First and foremost, it is just a compulsion. I actually have a lot of these stupid compulsions. It’s like a completeness thing. I basically started writing Yelp reviews in 2009, and because of the way Yelp works, I feel like I have to do it until I die. I think now it probably doesn’t help with the book writing, but I do think writing Yelp reviews helped me figure out my voice in a way that blogging helps people figure out their voices because I’ve written millions of words on Yelp and I started around the same time as my first novel. It’s a low pressure, low stakes way for me to be writing almost every day.

In his review of Lafcadio Hearn’s newly reissued short story collection Japanese Ghost Stories, Colin Dickey writes about Hearn’s lifelong obsession with the supernatural, which began in childhood:

Alone at night in his bedroom he would become convinced ghosts were reaching out for him in the dark. He would scream ferociously until an adult would come to check on him, a disturbance that inevitably resulted in being whipped. But, as Hearn would later recall, “the fear of ghosts was greater than the fear of whippings — because I could see the ghosts.”

This obsession dictated the course of his writing career. As Dickey tells it, Hearn’s ghost stories are of a piece with his journalism in the U.S. and Martinique before his late-life move to Japan — “stories of murder and mayhem” and “interviews with undertakers and butchers.”  Taken as a whole, his full body of work is “a corpus around that thin line between life and death.”

The compulsion to a narrative can be dangerous — it can twist the teller to conform to unexpected contours. In an interview with Jane Ratcliffe about her book This Is My Body: A Memoir of Religious and Romantic Obsession, Cameron Dezen Hamon says that she was drawn powerfully toward religion from an early age:

It felt like there was a missing piece, not just in my spirit, but in my community. I was always drawn to the mystery, drawn to spirituality. I wish I had a better word for it. I was trying to hypnotize my friends when I was nine and was always talking about ghosts. I felt this thing within me that was different from other people and it sought community, it sought to be around like-minded people. It felt like this question mark, that was driving me toward an answer.

···

> [Problems to solve]:
1. According to the extract on writers' compulsions, what did Hearn later recall was greater than the fear of whippings?
2. Extend the extract on writers' compulsions past its final sentence.

···

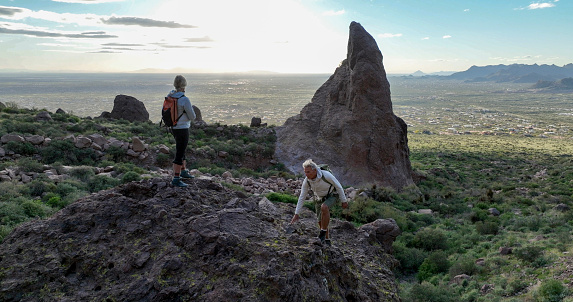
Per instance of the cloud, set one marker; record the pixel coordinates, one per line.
(389, 35)
(203, 39)
(122, 44)
(88, 1)
(52, 34)
(539, 5)
(10, 11)
(334, 13)
(175, 46)
(144, 22)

···

> [Answers in order]:
1. The fear of ghosts was greater, because he could see the ghosts.

2.
But in adult life, within her chosen spiritual home, she realized that something was still missing — something different but still vital. Her church’s sexism, it’s denial of the part of her that was female, left her fractured in a new way:

I began to see that also my voice was being used. I thought all of me was needed for this goal of bringing God’s kingdom to Earth. That’s the evangelical goal, right? That’s what we say broadly, in that community. But it was really that I was being used in slivers and slices, and I wasn’t unified in my being. I wasn’t able to bring my whole self to the table.

Dezen Hammon’s memoir becomes a means for her to reconstruct herself:

I started to put myself piece by piece back together with writing. I started writing again in earnest in my late thirties and realized that the person I had left behind at twenty-seven was someone worth reclaiming. So I’m in a new golden era, where my voice and my body and my spirit, there’s no compromise going on here. I’m not tamping down parts of myself that are inconvenient.

The kind of narrative power, to deconstruct or reconstruct the teller of the tale, is something Dickey touches on when discussing Hearn. Trying to pinpoint the specific quality of Hearn’s ghost stories that make them so ineffable, Dickey writes that

What gives Hearn’s yūrei their strange aura, their sense of discomfort is his own uncertainty about the stories he’s telling. In Hearn’s tales, the eerie landscape is the voice of the storyteller itself — it moves under its own power, guided by some unknown and unseen motivation.

Indulging in his lifelong obsession with the divide between life and death, Hearn the narrator reaches a sort of sublime state of powerless, adrift in realms of fear beyond the point of his understanding: the book as immersion therapy.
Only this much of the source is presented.